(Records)

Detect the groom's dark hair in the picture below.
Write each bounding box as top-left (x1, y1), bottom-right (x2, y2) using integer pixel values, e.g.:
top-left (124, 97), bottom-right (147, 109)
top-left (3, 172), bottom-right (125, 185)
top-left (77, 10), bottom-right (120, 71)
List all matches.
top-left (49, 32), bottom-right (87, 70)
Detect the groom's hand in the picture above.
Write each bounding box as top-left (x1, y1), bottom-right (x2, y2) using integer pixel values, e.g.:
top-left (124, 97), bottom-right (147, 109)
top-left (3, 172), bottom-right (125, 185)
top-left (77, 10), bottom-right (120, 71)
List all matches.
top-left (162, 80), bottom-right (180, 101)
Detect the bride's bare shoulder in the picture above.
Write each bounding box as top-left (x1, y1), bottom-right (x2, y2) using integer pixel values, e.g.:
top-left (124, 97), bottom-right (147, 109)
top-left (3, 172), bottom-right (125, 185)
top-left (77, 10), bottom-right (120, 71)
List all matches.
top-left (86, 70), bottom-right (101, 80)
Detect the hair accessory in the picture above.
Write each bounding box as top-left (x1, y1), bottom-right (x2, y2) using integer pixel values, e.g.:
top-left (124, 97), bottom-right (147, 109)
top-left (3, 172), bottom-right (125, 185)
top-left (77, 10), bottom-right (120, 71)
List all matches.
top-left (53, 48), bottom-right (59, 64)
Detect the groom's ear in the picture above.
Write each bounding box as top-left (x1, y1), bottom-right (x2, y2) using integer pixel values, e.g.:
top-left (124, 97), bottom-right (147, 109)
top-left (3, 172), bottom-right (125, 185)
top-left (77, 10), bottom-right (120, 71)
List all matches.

- Problem: Reproduce the lines from the one containing "Detect the hair" through the end of the Records, both ends included and requests kept. Resize every bounding-box coordinate in the answers by multiplying it by 1.45 and rounding to a whole number, with halves rounded up.

- Complete output:
Detect the hair accessory in the picture above.
Write each bounding box as top-left (x1, y1), bottom-right (x2, y2) using integer pixel values, e.g.:
top-left (124, 97), bottom-right (147, 109)
top-left (3, 172), bottom-right (125, 185)
top-left (77, 10), bottom-right (120, 71)
List all matches.
top-left (77, 70), bottom-right (86, 93)
Detect the groom's ear in the picture above.
Write each bounding box as top-left (x1, y1), bottom-right (x2, y2) using integer pixel values, e.g.:
top-left (124, 97), bottom-right (147, 109)
top-left (3, 172), bottom-right (125, 185)
top-left (77, 10), bottom-right (120, 71)
List all matches.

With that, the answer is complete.